▸ **Data listing**
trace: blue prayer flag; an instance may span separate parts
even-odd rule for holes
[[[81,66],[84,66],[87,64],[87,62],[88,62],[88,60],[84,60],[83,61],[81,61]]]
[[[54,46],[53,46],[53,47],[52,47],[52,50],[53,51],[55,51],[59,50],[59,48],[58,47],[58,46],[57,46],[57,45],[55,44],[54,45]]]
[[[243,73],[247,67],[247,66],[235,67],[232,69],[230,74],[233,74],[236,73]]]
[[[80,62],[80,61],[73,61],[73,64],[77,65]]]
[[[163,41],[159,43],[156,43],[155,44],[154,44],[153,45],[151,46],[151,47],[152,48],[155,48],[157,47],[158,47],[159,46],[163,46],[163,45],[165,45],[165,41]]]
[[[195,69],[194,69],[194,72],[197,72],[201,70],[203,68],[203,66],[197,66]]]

▸ **Work to be completed**
Please repeat every one of the items above, line for line, without changing a single character.

▸ **Written response**
trace: blue prayer flag; an instance may span separate parts
even-odd rule for holes
[[[81,66],[84,66],[87,64],[87,62],[88,62],[88,60],[84,60],[83,61],[81,61]]]
[[[54,46],[53,46],[53,47],[52,47],[52,50],[53,51],[55,51],[59,50],[59,48],[58,47],[58,46],[57,46],[57,45],[55,44],[54,45]]]
[[[243,73],[247,67],[247,66],[235,67],[232,69],[230,74],[233,74],[236,73]]]
[[[80,62],[80,61],[73,61],[73,64],[77,65]]]
[[[163,41],[159,43],[156,43],[155,44],[154,44],[153,45],[151,46],[151,47],[152,48],[155,48],[157,47],[158,47],[159,46],[163,46],[163,45],[165,45],[165,41]]]
[[[195,69],[194,69],[194,72],[197,72],[201,70],[203,68],[203,66],[197,66]]]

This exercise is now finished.